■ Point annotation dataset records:
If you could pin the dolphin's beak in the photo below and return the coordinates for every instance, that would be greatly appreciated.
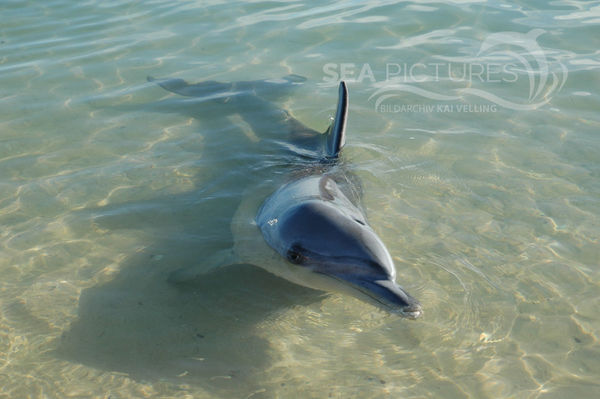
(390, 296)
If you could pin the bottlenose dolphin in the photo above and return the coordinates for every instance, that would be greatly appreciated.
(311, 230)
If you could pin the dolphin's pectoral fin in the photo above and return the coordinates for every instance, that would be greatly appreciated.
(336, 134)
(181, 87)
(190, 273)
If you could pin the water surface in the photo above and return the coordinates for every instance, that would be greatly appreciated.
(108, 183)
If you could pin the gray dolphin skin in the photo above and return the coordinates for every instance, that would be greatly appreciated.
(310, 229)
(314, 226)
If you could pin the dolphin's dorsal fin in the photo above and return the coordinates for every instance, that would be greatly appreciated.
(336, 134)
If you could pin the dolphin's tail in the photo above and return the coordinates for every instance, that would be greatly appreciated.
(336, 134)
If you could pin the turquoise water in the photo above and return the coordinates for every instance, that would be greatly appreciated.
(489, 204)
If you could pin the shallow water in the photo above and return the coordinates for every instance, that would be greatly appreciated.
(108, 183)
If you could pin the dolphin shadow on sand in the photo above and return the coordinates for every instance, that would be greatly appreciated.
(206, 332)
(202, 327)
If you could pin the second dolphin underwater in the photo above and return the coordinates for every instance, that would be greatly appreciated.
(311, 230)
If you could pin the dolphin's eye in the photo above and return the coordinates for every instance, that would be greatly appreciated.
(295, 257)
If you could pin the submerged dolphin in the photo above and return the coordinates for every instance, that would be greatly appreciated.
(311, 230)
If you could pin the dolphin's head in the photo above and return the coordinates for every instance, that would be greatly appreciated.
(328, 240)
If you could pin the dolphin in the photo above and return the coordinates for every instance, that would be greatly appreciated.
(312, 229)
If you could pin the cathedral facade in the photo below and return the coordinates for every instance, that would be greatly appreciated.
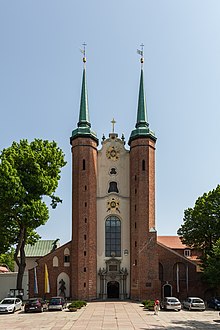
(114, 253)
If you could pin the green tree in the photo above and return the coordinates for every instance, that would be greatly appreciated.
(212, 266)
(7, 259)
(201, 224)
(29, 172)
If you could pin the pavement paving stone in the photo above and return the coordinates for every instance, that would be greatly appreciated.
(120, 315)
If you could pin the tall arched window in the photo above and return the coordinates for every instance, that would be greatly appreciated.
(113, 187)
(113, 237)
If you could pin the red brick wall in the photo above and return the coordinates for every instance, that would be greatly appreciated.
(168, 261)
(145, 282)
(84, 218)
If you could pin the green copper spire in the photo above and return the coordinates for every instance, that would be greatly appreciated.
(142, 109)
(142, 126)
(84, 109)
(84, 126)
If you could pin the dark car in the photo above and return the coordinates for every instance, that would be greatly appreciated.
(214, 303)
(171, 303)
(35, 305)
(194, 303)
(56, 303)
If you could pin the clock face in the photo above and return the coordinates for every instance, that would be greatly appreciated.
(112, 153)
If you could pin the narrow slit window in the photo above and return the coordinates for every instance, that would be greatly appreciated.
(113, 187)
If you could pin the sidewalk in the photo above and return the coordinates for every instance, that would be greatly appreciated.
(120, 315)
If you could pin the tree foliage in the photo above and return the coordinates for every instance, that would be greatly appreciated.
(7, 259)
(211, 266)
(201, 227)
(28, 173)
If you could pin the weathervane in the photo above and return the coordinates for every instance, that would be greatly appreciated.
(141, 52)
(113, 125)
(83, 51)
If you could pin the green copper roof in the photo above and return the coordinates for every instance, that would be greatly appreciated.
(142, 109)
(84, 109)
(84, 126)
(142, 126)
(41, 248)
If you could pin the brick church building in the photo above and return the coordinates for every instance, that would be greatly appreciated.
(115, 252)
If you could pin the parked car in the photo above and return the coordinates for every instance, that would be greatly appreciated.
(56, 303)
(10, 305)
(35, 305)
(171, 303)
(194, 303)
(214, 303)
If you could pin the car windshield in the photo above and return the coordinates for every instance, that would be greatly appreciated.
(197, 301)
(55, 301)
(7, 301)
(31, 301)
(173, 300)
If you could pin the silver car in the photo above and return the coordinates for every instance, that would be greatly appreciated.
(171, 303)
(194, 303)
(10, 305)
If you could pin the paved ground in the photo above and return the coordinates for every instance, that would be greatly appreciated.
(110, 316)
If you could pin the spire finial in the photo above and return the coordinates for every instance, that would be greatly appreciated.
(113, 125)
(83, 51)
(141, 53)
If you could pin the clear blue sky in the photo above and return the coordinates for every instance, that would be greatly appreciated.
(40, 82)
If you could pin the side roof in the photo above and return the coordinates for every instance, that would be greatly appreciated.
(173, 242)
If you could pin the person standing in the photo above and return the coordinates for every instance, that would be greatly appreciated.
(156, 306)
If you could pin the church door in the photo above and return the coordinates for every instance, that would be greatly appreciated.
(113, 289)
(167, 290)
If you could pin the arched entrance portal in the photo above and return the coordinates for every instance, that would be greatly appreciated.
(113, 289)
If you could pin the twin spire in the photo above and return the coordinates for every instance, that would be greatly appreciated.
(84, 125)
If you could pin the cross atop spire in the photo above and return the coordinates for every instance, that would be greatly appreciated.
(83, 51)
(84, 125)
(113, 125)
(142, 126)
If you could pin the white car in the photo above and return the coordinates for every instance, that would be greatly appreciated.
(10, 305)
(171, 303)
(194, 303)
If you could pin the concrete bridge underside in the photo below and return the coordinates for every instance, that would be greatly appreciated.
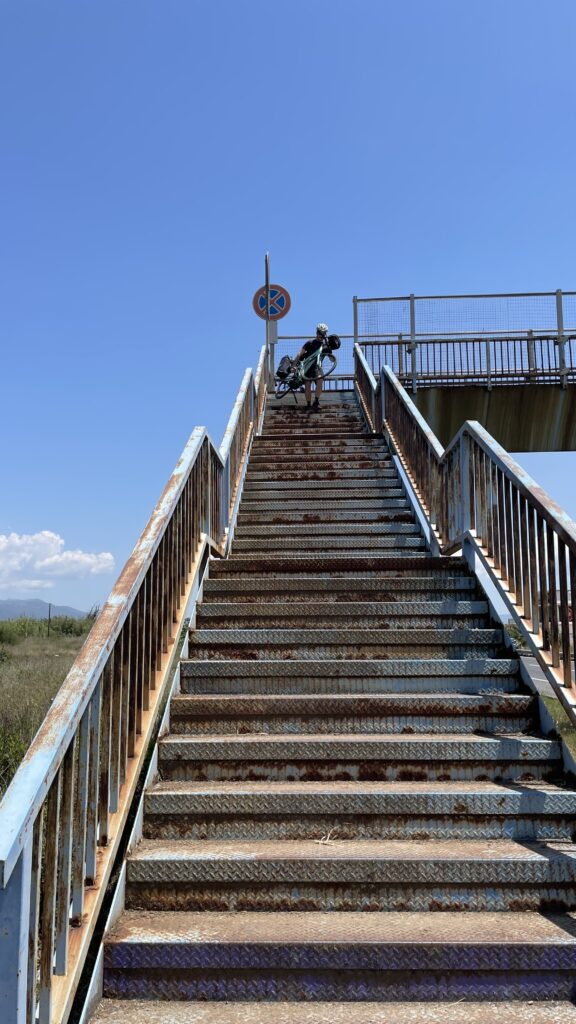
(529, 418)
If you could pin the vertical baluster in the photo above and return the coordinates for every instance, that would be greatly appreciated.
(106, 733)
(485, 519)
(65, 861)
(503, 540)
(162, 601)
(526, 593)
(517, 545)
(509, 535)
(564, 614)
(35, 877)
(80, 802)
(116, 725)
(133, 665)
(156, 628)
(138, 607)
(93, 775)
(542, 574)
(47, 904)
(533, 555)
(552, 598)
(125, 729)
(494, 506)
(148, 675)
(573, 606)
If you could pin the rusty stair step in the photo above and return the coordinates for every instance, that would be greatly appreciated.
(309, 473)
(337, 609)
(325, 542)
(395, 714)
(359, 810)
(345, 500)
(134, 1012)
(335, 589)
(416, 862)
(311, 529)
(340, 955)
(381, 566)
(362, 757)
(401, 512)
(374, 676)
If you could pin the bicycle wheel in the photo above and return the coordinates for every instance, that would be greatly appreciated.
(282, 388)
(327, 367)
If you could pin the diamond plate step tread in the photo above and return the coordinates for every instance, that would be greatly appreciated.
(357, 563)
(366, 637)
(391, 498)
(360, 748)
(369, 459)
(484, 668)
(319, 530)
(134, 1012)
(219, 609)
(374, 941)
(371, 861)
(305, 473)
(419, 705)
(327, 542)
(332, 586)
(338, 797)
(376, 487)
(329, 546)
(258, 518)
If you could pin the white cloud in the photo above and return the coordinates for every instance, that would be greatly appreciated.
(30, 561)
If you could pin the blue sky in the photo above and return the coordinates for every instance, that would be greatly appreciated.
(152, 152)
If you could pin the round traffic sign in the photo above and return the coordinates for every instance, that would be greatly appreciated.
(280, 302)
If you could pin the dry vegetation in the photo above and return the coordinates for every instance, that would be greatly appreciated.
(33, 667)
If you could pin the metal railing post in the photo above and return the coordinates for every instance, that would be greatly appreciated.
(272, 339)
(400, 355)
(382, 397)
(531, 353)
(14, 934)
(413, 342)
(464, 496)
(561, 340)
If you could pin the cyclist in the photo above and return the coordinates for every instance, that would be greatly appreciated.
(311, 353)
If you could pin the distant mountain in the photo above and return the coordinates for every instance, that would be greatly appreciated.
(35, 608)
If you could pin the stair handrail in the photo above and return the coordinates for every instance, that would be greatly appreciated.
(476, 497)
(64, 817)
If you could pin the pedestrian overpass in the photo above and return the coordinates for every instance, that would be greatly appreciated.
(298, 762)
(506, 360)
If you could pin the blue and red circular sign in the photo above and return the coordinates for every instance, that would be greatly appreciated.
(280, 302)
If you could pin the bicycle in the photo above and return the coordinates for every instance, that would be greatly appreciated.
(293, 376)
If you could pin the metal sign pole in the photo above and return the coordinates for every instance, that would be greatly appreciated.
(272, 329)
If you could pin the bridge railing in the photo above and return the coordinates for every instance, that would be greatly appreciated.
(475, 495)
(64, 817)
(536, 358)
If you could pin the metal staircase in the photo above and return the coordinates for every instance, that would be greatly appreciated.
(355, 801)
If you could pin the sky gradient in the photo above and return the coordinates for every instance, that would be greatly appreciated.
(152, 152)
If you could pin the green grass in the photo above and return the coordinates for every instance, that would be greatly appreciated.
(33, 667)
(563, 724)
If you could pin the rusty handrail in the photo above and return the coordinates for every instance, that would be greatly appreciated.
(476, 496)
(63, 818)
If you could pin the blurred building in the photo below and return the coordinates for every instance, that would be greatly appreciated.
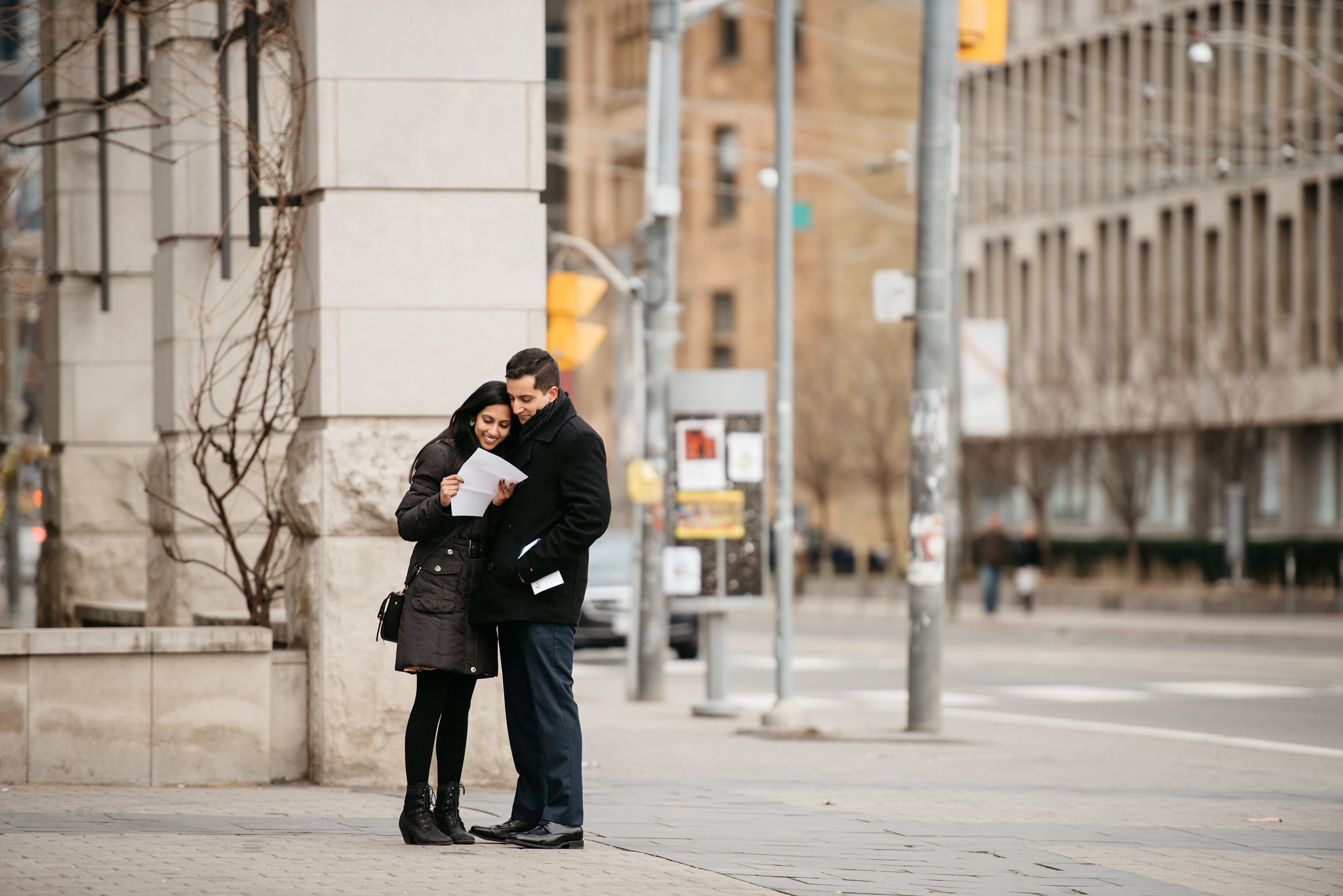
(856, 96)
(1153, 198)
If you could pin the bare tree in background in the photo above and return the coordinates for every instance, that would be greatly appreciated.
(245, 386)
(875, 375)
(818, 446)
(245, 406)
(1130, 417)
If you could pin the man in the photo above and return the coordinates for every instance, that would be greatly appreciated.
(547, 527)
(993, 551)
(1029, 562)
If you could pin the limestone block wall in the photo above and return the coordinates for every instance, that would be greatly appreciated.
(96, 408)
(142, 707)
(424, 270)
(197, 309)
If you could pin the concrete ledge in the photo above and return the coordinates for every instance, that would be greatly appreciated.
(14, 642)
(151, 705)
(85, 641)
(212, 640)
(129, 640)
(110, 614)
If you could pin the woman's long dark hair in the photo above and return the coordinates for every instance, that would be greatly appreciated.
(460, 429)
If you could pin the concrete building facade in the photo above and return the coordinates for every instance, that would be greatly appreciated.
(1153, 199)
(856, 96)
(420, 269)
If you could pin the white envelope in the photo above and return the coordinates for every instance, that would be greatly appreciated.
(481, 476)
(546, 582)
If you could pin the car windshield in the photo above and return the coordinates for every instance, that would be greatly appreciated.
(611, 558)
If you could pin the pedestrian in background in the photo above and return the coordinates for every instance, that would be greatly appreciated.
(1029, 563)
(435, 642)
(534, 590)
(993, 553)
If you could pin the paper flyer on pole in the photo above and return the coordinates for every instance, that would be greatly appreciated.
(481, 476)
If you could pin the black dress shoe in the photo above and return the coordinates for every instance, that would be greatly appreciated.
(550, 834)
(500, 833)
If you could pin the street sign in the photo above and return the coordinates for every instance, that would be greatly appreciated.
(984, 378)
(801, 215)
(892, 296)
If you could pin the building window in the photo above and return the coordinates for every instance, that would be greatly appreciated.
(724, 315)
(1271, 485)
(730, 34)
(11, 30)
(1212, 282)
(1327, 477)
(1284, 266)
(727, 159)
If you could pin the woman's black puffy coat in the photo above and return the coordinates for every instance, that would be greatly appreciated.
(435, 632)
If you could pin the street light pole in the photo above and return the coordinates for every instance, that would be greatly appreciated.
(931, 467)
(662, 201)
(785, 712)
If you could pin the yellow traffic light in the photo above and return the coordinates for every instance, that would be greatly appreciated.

■ SHORT PROBLEM:
Convert the records above into a Markdown table, starting with the line containing "If you could pin the street light" and continuing through the last line of the records. Leave out blank lines, and use two columns: Row for the row number and Text for the line.

■ THE ANSWER:
| Row | Text |
|---|---|
| 1 | If you could pin the street light pole in the photo above and return the coordinates for every instance, that would be greatly appreciated. |
| 2 | (931, 467) |
| 3 | (662, 201) |
| 4 | (785, 712) |
| 5 | If you could pin the yellow traffic light in the photo above and return the coordinates for every instance, that would be greatly appreciated. |